--- start PROVIDED RECORDS ---

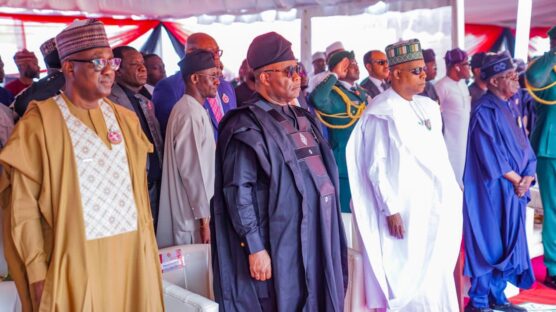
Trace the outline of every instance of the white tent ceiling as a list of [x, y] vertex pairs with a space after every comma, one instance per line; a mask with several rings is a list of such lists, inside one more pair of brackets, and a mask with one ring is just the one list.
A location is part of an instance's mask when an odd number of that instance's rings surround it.
[[[531, 0], [531, 27], [556, 24], [556, 0]], [[312, 15], [346, 15], [365, 10], [378, 0], [0, 0], [6, 8], [47, 10], [47, 13], [86, 12], [99, 15], [135, 15], [144, 18], [184, 18], [208, 15], [250, 15], [266, 10], [308, 8]], [[384, 0], [389, 10], [447, 6], [451, 0]], [[465, 22], [515, 27], [518, 0], [465, 0]], [[70, 11], [70, 12], [68, 12]], [[45, 12], [45, 11], [43, 11]], [[297, 13], [299, 17], [300, 13]], [[247, 19], [252, 20], [252, 19]]]
[[[531, 27], [556, 25], [556, 0], [531, 0]], [[518, 0], [465, 0], [465, 22], [516, 27]]]

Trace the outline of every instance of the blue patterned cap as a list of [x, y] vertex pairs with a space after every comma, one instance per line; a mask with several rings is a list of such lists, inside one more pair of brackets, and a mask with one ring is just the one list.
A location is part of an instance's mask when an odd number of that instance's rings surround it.
[[486, 81], [505, 71], [515, 69], [512, 57], [508, 52], [487, 54], [481, 66], [481, 79]]
[[423, 59], [421, 43], [417, 39], [410, 39], [391, 44], [387, 46], [385, 50], [386, 57], [388, 57], [388, 64], [390, 66]]

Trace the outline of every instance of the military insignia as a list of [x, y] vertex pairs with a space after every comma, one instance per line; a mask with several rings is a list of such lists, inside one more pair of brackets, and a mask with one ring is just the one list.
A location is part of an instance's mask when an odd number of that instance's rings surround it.
[[302, 142], [304, 145], [307, 145], [307, 138], [303, 135], [303, 133], [300, 133], [300, 134], [299, 134], [299, 137], [301, 138], [301, 142]]

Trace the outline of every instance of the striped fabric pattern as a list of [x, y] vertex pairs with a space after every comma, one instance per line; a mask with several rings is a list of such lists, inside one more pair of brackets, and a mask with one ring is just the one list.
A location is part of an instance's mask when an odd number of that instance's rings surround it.
[[58, 54], [67, 56], [95, 48], [110, 48], [104, 24], [97, 19], [77, 20], [56, 36]]
[[421, 43], [417, 39], [411, 39], [391, 44], [386, 47], [386, 56], [390, 66], [422, 60]]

--- end PROVIDED RECORDS ---

Repeat the lines above word for word, leaving out the pictures.

Trace the outline of every instance of the white tent ceiling as a list of [x, y] vertex pairs with a space after every comma, one instance per line; a mask with several rings is a list of such lists, inside one more pair of brackets, and a mask with one ring is just the one list.
A location is part of an instance's mask when an odd number of that instance's rings surround it.
[[[531, 0], [531, 27], [556, 24], [556, 0]], [[312, 15], [346, 15], [365, 10], [378, 0], [0, 0], [6, 8], [47, 10], [47, 13], [86, 12], [99, 15], [135, 15], [144, 18], [184, 18], [208, 15], [250, 15], [266, 10], [308, 8]], [[384, 0], [389, 10], [447, 6], [451, 0]], [[465, 22], [515, 27], [518, 0], [465, 0]], [[70, 11], [70, 12], [68, 12]], [[45, 12], [45, 11], [43, 11]], [[297, 13], [299, 17], [300, 13]], [[247, 19], [252, 20], [252, 19]]]
[[[531, 27], [556, 25], [556, 0], [531, 0]], [[518, 0], [465, 0], [465, 22], [516, 27]]]

Trace the outline of every instance of the blue patterned cap as a list of [x, y] vertex pairs with a space after every comma, one instance per line; a mask with several rings is a list of such lists, inside one more pair of brackets, and a mask with one ring is just the one list.
A location is part of an instance's mask when an odd number of that instance's rings surround it.
[[486, 81], [505, 71], [515, 69], [512, 57], [508, 52], [487, 54], [481, 66], [481, 79]]
[[423, 59], [421, 43], [417, 39], [410, 39], [391, 44], [387, 46], [385, 50], [386, 57], [388, 57], [388, 64], [390, 66]]

Trace the outline of every instance of the military insignia as a list of [x, y] vertex pairs with a space after every comma, one instance per line; a mask with several rings is a list of such lists, inside one more pair of brackets, and a mask with one ring is just the one list.
A location is part of an instance's mask when an odd number of that instance's rings surround it.
[[302, 142], [304, 145], [307, 145], [307, 138], [303, 135], [303, 133], [300, 133], [300, 134], [299, 134], [299, 137], [301, 138], [301, 142]]

Trace the outline of every instance of the striped fabric pattern as a list of [x, y] vertex pairs with a space after every comma, one instance per line; a mask with several rings is a list of such lists, inside one more pair of brackets, and a mask with one ring is just the one list.
A location is part of an instance's mask when an odd number of that instance's rings surround it.
[[58, 54], [67, 56], [95, 48], [110, 48], [104, 24], [97, 19], [77, 20], [56, 36]]
[[421, 43], [417, 39], [411, 39], [391, 44], [386, 47], [386, 56], [390, 66], [422, 60]]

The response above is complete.